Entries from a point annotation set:
..............................

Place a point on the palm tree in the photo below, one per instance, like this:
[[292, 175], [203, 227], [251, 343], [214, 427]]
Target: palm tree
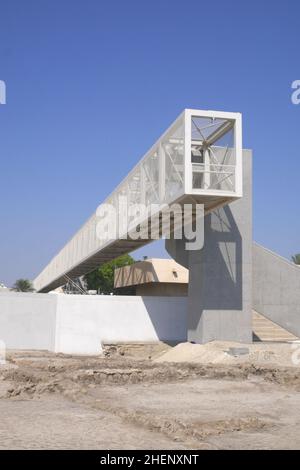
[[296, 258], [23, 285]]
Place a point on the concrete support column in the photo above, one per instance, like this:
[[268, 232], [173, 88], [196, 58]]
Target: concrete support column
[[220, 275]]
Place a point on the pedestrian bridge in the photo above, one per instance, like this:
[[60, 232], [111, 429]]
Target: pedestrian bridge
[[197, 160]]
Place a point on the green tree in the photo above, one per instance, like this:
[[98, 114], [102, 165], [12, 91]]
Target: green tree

..............................

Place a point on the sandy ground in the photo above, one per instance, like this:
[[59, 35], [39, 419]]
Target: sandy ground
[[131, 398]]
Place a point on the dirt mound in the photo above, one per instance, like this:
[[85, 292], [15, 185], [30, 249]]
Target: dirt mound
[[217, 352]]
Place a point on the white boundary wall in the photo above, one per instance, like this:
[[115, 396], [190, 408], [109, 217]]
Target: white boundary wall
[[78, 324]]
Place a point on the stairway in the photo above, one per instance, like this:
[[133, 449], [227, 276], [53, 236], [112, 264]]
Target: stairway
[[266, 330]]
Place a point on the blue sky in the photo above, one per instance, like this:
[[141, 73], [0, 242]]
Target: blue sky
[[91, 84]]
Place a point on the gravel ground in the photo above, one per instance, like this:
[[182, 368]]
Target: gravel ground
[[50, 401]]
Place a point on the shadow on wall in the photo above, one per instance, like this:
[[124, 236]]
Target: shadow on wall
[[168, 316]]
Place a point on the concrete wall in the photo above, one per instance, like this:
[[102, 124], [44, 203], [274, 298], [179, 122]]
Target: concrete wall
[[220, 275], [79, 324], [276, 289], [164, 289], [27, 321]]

..............................

» What you should do
Rewrite the records from the line with "Place a point on the concrete wall" to the line with "[[220, 275], [79, 324], [276, 289], [164, 289], [27, 321]]", changing "concrete wall" to "stone wall" and keeping everything else the same.

» Output of the exercise
Place a point on the stone wall in the photo above, one per instance, like this:
[[102, 124], [44, 203], [274, 298], [179, 122]]
Target: stone wall
[[220, 275], [79, 324], [276, 289], [164, 289], [27, 321]]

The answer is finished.